- DESCRIPTION OF THE TASK
Each record must reappear in the answer exactly as it is written.

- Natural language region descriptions
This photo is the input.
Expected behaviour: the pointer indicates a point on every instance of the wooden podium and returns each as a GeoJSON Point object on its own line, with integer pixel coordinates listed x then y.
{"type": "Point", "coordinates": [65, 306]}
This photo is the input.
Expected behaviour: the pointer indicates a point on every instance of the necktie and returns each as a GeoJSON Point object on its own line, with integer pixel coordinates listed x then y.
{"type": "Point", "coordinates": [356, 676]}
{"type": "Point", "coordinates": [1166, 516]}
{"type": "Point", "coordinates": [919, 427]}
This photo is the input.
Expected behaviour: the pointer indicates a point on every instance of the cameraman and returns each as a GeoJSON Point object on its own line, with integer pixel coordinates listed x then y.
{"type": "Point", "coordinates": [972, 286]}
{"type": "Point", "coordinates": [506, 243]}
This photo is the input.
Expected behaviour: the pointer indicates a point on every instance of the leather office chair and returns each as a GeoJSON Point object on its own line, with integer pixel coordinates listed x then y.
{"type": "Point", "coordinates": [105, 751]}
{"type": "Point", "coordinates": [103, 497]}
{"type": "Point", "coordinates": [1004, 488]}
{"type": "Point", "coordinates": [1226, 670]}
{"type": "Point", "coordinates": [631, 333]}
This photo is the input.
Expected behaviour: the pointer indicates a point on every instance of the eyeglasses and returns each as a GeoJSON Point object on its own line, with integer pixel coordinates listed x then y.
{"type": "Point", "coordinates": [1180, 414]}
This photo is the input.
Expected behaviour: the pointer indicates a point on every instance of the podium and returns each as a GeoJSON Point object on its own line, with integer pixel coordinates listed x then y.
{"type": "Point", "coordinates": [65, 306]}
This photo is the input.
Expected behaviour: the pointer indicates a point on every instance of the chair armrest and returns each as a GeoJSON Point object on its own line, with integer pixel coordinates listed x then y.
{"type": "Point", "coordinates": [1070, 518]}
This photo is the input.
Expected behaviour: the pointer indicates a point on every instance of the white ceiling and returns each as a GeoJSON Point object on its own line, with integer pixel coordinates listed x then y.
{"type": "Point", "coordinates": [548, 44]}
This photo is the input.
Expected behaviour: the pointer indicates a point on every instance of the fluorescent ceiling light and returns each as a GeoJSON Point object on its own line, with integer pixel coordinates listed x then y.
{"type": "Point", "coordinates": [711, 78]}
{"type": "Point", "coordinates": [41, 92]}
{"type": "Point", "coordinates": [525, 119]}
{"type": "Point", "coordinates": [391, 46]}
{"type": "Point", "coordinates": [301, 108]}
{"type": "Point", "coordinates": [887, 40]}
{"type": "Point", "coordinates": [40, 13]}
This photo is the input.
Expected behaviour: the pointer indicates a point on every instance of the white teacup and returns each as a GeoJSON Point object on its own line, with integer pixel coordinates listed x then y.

- YOUR RESPONSE
This photo is the input.
Expected behaviour: the pointer indicates a point on every instance of the wooden podium and returns each as a GeoJSON Point object on its own line, with integer pixel coordinates listed x then y.
{"type": "Point", "coordinates": [65, 306]}
This photo is the input.
Expected behaviour: the pointer indicates a point on every instance of the necktie and returns each as a GeoJSON Point object on its own line, with integer pixel coordinates listed x then y.
{"type": "Point", "coordinates": [356, 676]}
{"type": "Point", "coordinates": [1166, 516]}
{"type": "Point", "coordinates": [919, 427]}
This photo is the input.
Expected behaviour: the pointer indicates a point on every instance of the cameraman and returns each as a GeoJSON Point object on its own line, with integer pixel coordinates listed x then y.
{"type": "Point", "coordinates": [972, 286]}
{"type": "Point", "coordinates": [506, 243]}
This photo is the input.
Expected behaviour: the pointer indicates a point on every instance of the leather office chair and returns each as a GeoJSON Point object on its own line, with integer pixel coordinates listed x then y.
{"type": "Point", "coordinates": [105, 751]}
{"type": "Point", "coordinates": [103, 497]}
{"type": "Point", "coordinates": [1004, 488]}
{"type": "Point", "coordinates": [1226, 670]}
{"type": "Point", "coordinates": [631, 333]}
This photo is the input.
Expected behaviour: the pointer indicates a point on every instance of the eyeglasses and returns each as a GeoJSON Point object on its own line, with integer pixel coordinates listed x then y.
{"type": "Point", "coordinates": [1180, 414]}
This photo is the input.
Expected behaviour: the pointer indicates a point on every instance of the podium and returns each as a GeoJSON Point object on its own line, with integer pixel coordinates listed x then y.
{"type": "Point", "coordinates": [65, 306]}
This photo is the input.
Expected behaviour: the pointer indicates a point on every instance of the chair armrest and returns each as a GeoJSON Point object on its own line, with integer pixel coordinates listed x then y.
{"type": "Point", "coordinates": [1070, 518]}
This photo is the input.
Expected behaviour: the pointer indicates a point on every instance of the white ceiling and returns each as a GeoJSON Point object on its own line, with integer pixel coordinates listed x then y.
{"type": "Point", "coordinates": [548, 44]}
This photo is the input.
Expected behaviour: the pointer indicates a point on every instance of the fluorescent ceiling light and returns each as a GeoJSON Point object on its own line, with integer pixel coordinates listed x then y.
{"type": "Point", "coordinates": [711, 78]}
{"type": "Point", "coordinates": [41, 92]}
{"type": "Point", "coordinates": [525, 119]}
{"type": "Point", "coordinates": [391, 46]}
{"type": "Point", "coordinates": [301, 108]}
{"type": "Point", "coordinates": [887, 40]}
{"type": "Point", "coordinates": [40, 13]}
This photo is the input.
Expected behaviour: the pointer indicates a point on every instance of the white teacup and returns each as a GeoJSON Point object on its own line, with integer pixel coordinates listed x then y.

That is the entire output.